■ Source text:

Warning: this is a draft, but since nobody reads my blog it shouldn’t matter.
In which a group at Imperial College try to find out how many people would have died in the UK if it had policies like Sweden.
Look at the following figure illustrating cumulative covid-19 deaths in different countries, shamelessly lifted from a recent paper appearing in Nature Scientific reports1

As you can see, Denmark, Sweden, and the UK had widely varying outcomes. They also had widely varying policies, so it’s natural to ask how much these are to blame. Luckily, epidemiologists have developed extremely precise tools to quantify this effect, the results of which are shown below:

The basic mathematical idea behind this approach is that obviously Sweden would have the same number of cumulative deaths as the other countries would have had if they had just used the same polices. Case closed.
This approach is used in Mishra et al., whose abstract states
We use two approaches to evaluate counterfactuals which transpose the transmission profile from one country onto another, in each country’s first wave from 13th March (when stringent interventions began) until 1st July 2020. UK mortality would have approximately doubled had Swedish policy been adopted, while Swedish mortality would have more than halved had Sweden adopted UK or Danish strategies.
Ok so Mishra et al. don’t actually just swap the labels, as far as I can tell they do something on the level of2 “take derivatives first, then swap labels, and then integrate again” but wrapped into the language of an SIR model. Here’s the relevant part of their paper:

If you’re not laughing/crying at the absurdity of actually publishing this kind of analysis, some more direct quotes:
We estimate that if Denmark had adopted Swedish policies, and introduced them at the same stage of its epidemic, mortality would have been between three and four (Table 1) times higher, and thus Denmark would have experienced similar per-capita mortality to Sweden
If Sweden had adopted Danish policies, both the absolute and relative approaches imply that there would have been approximately one fifth as many deaths.
The counterfactuals therefore demonstrate that small changes in the timing or effectiveness of intervention policies can lead to large changes in the resulting cumulative death toll
One fact I’ve noticed a few times from this group at Imperial College is the fact that they ascribe almost all outcomes to government policy when anybody who is following this at all should see that it isn’t even clear whether government policy is important. Thus, the article is full of the word “policy” whereas an astute reader should notice that none of the actual analysis looks at policies, it’s just comparing counts of infected/dead people, policy never actual enters the mix. This enters via phrasing like
the slightly lower effectiveness of Sweden’s policies
or
Denmark may have had marginally more effective and timely policies.

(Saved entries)
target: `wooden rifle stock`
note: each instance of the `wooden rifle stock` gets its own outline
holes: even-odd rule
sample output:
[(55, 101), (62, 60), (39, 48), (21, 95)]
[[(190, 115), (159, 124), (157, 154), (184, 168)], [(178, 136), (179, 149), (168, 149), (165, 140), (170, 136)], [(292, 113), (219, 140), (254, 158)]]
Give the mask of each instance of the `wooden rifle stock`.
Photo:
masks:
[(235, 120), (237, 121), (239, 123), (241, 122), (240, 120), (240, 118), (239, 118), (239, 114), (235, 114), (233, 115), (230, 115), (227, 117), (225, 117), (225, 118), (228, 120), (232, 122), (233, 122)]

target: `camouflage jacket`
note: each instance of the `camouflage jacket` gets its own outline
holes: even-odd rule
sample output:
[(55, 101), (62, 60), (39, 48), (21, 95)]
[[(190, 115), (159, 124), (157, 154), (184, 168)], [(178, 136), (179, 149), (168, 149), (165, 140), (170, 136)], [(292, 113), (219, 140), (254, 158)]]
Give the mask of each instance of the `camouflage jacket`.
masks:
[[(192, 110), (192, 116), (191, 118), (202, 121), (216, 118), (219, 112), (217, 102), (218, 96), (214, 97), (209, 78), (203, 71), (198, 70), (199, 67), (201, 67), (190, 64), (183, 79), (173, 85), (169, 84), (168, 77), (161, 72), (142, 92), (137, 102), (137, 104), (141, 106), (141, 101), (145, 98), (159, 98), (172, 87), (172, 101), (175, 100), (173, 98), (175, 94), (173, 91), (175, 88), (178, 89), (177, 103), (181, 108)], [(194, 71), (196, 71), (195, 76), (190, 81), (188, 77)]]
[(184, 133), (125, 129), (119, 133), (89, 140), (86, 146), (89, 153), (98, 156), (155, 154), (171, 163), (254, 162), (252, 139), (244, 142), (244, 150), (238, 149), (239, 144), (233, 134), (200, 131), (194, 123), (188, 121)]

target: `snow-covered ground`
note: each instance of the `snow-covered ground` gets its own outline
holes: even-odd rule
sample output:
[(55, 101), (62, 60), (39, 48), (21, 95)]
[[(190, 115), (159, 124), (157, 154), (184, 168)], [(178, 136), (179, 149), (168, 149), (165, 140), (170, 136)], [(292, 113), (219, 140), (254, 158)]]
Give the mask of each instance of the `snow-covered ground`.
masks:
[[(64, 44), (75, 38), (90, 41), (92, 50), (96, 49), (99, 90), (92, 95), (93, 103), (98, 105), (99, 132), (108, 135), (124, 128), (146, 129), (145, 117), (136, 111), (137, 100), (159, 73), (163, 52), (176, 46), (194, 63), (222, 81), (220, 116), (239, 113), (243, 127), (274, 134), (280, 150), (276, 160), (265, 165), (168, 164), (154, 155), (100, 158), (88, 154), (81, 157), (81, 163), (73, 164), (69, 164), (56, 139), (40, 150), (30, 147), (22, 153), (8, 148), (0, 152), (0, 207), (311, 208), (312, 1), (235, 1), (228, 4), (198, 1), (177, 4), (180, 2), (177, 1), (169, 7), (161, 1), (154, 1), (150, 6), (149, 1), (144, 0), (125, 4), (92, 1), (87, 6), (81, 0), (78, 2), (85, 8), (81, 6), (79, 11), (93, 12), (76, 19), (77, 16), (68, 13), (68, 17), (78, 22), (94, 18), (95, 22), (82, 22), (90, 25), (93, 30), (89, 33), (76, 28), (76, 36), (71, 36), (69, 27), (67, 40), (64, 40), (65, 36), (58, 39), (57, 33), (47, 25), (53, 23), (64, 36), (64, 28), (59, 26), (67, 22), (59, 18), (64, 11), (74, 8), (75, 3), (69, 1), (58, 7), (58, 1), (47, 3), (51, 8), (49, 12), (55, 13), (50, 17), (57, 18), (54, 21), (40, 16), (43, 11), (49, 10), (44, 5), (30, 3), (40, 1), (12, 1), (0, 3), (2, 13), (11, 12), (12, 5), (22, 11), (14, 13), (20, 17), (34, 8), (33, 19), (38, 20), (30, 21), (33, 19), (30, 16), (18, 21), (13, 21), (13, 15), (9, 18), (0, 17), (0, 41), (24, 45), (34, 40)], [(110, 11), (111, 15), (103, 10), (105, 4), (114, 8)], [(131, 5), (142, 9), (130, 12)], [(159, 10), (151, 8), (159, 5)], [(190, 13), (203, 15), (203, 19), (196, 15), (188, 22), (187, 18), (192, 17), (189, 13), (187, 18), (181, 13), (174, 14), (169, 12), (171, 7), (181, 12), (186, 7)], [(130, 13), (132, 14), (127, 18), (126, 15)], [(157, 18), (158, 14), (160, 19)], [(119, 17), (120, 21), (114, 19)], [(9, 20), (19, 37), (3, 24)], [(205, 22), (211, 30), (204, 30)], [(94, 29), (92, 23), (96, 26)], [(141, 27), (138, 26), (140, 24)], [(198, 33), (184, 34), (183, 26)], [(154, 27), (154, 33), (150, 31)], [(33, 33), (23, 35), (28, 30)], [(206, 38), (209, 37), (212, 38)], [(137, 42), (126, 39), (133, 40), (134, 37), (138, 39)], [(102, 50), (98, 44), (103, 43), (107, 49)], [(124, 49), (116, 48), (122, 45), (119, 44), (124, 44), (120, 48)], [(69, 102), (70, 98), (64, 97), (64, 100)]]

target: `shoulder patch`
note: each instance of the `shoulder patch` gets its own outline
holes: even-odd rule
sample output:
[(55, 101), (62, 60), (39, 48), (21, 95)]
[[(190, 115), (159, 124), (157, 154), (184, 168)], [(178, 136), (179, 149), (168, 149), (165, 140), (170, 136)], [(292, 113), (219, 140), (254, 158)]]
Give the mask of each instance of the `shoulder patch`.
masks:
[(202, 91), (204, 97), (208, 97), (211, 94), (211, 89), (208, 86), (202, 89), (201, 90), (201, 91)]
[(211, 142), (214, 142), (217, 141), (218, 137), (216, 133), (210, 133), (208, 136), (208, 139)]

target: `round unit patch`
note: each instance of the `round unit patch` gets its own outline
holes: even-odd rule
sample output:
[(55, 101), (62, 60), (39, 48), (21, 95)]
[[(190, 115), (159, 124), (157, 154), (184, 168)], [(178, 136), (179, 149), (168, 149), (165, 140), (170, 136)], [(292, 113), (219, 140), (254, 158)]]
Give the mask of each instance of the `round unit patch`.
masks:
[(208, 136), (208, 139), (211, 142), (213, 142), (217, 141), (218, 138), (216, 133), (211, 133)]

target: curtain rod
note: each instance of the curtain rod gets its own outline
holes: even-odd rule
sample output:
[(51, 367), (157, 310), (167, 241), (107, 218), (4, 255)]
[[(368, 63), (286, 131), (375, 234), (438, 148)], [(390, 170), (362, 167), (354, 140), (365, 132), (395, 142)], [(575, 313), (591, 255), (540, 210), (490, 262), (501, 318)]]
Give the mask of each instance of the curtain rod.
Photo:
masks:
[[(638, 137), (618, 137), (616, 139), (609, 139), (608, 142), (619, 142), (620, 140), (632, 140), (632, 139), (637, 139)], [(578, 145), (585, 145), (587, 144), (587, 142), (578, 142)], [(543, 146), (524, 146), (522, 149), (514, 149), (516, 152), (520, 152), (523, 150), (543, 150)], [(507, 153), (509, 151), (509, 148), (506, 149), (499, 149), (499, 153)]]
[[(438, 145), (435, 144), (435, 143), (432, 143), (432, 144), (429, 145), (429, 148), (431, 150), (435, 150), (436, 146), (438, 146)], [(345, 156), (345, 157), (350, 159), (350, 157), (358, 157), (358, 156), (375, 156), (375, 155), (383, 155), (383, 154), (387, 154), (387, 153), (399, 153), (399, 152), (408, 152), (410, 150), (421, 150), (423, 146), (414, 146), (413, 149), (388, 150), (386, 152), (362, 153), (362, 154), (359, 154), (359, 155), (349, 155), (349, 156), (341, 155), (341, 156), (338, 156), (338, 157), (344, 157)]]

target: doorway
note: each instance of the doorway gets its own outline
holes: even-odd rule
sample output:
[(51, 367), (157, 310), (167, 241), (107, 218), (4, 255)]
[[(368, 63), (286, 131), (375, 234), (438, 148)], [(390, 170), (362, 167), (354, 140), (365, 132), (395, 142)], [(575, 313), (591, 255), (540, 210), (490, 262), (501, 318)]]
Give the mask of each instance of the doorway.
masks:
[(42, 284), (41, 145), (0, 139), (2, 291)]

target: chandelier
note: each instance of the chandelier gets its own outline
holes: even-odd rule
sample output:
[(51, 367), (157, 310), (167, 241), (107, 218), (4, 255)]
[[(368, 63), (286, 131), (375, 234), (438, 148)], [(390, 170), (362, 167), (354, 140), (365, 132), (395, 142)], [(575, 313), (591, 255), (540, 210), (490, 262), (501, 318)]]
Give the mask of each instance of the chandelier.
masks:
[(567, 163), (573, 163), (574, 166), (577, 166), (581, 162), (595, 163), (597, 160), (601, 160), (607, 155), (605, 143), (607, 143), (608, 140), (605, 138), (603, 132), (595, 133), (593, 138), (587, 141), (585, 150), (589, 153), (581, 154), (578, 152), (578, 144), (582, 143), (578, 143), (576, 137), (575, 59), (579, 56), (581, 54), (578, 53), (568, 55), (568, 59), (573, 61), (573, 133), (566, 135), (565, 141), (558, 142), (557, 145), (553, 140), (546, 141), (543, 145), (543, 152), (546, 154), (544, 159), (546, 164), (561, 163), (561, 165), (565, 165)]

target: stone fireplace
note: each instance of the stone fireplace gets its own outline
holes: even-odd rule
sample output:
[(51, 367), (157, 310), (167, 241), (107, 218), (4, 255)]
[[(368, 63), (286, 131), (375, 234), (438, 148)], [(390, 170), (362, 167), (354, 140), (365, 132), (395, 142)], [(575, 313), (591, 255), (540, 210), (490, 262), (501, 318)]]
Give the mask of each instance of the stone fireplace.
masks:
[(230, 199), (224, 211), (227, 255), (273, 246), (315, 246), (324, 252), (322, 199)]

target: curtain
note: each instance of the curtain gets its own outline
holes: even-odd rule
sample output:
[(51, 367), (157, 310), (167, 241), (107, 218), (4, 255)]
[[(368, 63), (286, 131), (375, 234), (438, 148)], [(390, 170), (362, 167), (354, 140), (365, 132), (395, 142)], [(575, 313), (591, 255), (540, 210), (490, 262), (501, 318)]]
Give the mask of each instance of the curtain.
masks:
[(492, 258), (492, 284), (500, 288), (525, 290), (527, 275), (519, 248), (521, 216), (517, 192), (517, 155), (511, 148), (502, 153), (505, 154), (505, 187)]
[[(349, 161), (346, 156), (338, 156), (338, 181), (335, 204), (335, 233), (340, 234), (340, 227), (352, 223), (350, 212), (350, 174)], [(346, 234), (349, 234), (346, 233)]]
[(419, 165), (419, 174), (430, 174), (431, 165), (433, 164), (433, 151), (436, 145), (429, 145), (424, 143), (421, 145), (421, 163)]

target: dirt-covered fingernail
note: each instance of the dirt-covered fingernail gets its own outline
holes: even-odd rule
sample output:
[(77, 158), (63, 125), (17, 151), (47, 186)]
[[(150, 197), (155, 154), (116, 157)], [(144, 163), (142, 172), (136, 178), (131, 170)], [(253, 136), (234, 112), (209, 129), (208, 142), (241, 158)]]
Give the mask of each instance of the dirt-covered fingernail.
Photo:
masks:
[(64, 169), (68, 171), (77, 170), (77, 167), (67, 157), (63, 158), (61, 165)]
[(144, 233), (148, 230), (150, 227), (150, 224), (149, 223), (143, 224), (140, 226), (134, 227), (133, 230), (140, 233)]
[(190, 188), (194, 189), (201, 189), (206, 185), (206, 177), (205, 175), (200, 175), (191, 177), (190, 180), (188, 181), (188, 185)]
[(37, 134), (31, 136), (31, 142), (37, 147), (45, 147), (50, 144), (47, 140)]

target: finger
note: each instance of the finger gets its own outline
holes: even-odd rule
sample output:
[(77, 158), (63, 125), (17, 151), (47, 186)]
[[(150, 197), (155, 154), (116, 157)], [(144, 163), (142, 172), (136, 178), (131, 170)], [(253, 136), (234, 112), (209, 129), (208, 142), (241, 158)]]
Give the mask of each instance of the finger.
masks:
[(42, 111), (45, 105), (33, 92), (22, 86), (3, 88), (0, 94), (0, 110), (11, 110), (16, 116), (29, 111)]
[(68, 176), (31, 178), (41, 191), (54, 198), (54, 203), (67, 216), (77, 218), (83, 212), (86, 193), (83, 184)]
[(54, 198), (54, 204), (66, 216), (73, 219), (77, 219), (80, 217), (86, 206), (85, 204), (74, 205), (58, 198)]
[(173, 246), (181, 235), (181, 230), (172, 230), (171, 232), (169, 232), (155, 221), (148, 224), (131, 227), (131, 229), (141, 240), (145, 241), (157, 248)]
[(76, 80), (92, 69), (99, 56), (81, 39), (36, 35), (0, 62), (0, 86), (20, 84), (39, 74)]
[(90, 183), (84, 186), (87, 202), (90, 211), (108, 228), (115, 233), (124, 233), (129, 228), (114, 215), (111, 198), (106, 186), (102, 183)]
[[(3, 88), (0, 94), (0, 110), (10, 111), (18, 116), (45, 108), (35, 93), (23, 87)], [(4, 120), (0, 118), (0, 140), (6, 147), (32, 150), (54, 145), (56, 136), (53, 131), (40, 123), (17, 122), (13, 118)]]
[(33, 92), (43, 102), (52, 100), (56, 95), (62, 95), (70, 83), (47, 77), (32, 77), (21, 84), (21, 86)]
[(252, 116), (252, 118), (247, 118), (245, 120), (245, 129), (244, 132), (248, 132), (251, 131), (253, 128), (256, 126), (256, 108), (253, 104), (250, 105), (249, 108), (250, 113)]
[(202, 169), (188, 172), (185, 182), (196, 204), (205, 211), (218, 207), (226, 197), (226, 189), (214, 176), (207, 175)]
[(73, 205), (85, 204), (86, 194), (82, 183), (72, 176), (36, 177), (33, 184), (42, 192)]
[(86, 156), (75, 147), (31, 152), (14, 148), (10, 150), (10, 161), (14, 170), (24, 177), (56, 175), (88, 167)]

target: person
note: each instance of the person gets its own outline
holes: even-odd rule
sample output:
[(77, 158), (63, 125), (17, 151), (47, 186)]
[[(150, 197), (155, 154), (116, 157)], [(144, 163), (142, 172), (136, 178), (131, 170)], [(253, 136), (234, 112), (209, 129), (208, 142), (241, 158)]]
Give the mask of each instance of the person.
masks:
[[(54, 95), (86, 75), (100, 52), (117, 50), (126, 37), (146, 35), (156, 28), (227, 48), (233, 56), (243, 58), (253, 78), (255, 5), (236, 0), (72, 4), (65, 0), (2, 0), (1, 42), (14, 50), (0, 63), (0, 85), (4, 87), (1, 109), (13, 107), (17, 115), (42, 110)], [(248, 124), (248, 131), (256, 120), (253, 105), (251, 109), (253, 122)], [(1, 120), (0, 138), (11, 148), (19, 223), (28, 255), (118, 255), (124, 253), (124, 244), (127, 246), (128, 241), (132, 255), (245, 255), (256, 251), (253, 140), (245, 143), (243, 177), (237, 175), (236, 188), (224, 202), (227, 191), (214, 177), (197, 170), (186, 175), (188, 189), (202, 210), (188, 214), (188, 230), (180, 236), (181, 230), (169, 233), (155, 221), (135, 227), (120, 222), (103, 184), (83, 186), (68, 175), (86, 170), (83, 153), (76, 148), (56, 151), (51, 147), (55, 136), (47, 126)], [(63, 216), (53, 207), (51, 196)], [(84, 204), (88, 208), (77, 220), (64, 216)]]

■ Assignment:
Copy the part of the blog post starting at "This approach is used" and ending at "or Danish strategies.". Work from the blog post alone.

■ Answer to this exercise:
This approach is used in Mishra et al., whose abstract states
We use two approaches to evaluate counterfactuals which transpose the transmission profile from one country onto another, in each country’s first wave from 13th March (when stringent interventions began) until 1st July 2020. UK mortality would have approximately doubled had Swedish policy been adopted, while Swedish mortality would have more than halved had Sweden adopted UK or Danish strategies.